_Given problem_
Arrange the items as a two-column CSV with the header columns "text" and "answer", one row per item, each value in its own quoted field with line breaks replaced by spaces. Begin at the first item and stop after the line that contains "[[599, 285]]".
--- BEGIN ---
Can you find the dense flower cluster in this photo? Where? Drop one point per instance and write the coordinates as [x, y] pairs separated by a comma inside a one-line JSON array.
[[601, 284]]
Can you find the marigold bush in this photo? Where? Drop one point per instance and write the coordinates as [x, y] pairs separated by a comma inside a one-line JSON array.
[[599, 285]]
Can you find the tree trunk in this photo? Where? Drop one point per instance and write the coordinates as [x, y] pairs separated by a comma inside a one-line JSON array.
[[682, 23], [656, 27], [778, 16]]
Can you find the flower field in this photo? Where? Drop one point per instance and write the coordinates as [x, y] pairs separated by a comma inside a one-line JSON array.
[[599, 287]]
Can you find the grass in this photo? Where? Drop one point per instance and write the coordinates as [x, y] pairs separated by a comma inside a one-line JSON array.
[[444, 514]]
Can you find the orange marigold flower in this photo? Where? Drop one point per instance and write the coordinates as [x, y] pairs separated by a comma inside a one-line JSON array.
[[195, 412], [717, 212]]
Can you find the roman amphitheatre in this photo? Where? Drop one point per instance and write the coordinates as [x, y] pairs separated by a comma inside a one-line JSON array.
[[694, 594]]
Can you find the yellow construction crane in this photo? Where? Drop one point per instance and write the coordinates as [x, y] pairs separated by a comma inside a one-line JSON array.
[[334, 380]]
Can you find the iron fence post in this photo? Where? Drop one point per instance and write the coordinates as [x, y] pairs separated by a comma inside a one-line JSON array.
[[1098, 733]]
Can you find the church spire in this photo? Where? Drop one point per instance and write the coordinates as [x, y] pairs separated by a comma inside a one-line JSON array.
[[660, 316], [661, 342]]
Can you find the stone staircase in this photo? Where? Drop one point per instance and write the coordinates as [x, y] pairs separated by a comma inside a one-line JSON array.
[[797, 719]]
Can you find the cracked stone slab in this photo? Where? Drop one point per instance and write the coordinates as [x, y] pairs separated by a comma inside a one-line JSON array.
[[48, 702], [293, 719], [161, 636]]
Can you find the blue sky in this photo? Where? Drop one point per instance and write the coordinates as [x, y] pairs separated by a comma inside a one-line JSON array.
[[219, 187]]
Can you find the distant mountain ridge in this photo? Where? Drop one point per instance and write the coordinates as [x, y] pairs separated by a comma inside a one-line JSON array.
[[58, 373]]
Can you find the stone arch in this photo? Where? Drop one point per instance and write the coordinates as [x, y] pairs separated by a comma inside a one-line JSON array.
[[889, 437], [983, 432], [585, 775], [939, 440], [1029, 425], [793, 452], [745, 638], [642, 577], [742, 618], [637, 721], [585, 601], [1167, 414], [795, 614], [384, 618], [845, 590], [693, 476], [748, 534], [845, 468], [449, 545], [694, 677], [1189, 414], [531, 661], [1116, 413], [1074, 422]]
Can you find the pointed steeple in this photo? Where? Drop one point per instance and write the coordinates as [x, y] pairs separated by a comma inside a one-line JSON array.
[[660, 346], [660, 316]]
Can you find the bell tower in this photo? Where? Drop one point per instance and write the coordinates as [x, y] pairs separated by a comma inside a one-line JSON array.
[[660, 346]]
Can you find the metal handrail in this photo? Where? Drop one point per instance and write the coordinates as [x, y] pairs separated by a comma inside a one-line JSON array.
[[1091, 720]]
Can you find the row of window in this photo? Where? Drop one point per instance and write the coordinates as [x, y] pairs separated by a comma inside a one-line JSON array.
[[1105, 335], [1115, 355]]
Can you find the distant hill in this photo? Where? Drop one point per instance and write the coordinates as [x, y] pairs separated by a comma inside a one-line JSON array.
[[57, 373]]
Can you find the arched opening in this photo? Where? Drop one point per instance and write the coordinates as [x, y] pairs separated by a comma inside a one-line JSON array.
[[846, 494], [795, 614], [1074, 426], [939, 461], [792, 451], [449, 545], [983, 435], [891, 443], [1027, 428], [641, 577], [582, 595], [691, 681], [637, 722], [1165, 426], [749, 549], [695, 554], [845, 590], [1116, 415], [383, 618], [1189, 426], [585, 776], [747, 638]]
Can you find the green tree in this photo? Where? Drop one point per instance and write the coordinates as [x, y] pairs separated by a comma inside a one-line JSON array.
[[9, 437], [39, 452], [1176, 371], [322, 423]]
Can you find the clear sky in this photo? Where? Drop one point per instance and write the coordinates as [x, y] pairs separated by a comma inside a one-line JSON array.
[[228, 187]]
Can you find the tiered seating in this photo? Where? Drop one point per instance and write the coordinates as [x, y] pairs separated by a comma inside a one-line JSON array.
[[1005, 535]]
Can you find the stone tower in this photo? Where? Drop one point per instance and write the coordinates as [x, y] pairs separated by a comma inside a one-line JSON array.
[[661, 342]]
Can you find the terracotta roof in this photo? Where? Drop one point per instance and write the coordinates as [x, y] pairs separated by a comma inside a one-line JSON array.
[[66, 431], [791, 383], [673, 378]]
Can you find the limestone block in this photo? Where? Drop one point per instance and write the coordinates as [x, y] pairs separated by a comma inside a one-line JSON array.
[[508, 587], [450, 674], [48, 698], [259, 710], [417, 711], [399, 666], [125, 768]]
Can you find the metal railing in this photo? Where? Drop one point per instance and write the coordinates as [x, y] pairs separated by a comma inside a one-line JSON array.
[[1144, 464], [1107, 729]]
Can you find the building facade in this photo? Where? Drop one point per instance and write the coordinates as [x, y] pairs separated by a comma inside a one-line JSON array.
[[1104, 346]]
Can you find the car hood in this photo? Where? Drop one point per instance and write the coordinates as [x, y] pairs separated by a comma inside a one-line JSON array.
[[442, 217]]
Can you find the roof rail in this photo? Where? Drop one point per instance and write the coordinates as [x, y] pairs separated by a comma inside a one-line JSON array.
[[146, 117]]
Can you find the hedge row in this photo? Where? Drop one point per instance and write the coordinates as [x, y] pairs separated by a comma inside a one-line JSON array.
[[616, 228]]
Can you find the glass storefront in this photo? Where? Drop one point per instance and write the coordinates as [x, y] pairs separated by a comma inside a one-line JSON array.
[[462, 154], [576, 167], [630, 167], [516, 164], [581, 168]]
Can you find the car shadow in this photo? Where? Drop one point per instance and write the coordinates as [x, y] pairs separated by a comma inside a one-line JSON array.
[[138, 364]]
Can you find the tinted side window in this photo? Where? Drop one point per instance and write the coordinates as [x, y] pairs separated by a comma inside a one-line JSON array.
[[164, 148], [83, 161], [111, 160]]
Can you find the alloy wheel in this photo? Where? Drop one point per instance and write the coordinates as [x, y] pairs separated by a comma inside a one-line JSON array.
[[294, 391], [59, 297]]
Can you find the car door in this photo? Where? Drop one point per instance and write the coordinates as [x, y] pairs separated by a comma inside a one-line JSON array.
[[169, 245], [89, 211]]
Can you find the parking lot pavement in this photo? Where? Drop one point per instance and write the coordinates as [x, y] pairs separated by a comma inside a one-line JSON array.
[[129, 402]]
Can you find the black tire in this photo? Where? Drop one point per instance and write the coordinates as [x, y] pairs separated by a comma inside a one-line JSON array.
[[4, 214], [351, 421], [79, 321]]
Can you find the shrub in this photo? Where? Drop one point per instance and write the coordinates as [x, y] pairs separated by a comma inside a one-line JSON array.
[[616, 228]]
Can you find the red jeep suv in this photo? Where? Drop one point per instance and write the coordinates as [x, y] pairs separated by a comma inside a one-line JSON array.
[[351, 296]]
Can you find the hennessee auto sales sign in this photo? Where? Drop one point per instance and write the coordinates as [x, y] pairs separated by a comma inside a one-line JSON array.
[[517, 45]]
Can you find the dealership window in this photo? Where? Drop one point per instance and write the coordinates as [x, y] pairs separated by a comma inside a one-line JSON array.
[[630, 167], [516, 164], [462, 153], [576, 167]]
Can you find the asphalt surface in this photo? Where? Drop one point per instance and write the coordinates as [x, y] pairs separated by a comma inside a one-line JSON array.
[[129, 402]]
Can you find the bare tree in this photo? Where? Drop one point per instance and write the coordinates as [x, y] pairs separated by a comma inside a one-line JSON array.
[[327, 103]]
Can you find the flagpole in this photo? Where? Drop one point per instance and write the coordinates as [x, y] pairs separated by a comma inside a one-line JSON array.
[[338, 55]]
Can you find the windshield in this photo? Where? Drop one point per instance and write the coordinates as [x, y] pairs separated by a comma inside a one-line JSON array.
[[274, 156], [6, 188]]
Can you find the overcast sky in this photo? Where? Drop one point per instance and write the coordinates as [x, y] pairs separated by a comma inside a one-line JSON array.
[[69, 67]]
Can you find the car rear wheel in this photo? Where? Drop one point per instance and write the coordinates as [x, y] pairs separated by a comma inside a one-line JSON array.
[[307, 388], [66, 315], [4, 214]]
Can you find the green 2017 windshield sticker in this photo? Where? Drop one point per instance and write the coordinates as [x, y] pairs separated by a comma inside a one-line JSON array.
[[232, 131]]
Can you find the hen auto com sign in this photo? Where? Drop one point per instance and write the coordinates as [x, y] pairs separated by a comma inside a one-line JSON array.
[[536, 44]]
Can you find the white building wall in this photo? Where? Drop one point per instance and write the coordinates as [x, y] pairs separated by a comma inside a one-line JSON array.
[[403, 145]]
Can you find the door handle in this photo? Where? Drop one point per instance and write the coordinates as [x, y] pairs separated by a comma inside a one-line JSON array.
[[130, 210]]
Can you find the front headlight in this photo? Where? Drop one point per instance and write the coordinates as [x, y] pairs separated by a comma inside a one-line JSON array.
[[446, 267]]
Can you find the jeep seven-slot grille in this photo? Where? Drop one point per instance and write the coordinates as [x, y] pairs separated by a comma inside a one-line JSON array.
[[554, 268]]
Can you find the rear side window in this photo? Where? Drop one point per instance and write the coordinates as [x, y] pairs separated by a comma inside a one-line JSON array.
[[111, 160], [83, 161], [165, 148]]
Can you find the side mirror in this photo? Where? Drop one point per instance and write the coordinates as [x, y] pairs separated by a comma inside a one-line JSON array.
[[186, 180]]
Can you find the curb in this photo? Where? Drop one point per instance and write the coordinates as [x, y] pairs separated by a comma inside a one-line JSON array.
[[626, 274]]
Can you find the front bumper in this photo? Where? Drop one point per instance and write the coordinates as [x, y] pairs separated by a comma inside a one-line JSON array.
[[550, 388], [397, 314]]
--- END ---
_Written solution_
text,answer
"Can you find the dense flower cluster in this photo? Where? Drop one point per instance and write the coordinates as [x, y] pairs separated by a comma inside a one-line JSON array.","[[601, 284]]"
"Can you find the marigold bush in this photo? Where? Drop one point per instance and write the coordinates as [x, y] pairs separated by a comma inside a one-line JSON array.","[[599, 285]]"